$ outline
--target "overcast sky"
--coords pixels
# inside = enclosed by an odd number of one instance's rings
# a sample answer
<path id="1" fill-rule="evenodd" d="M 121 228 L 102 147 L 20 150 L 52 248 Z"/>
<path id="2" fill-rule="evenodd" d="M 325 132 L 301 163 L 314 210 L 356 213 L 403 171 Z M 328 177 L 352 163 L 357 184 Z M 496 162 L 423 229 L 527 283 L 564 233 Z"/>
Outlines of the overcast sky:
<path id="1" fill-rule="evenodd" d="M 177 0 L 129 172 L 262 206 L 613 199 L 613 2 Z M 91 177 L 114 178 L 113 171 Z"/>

▸ **Problem requirements**
Format the records above as a two-column CSV with the header columns "request" and "answer", one row for each request. Put each request's text and its answer in a single quoted field, replacing line breaks with spaces.

▸ **Finished answer**
request,answer
"$ outline --target ""overcast sky"" --coords pixels # inside = enclosed by an odd number of one instance's rings # a sample answer <path id=""1"" fill-rule=""evenodd"" d=""M 121 228 L 102 147 L 20 150 L 52 248 Z""/> <path id=""2"" fill-rule=""evenodd"" d=""M 325 132 L 301 163 L 314 210 L 356 213 L 403 171 Z M 328 177 L 352 163 L 357 184 Z M 496 162 L 423 229 L 527 283 L 564 233 Z""/> Outlines of the overcast sky:","<path id=""1"" fill-rule=""evenodd"" d=""M 177 0 L 129 172 L 262 206 L 613 199 L 613 2 Z M 91 177 L 114 178 L 113 171 Z""/>"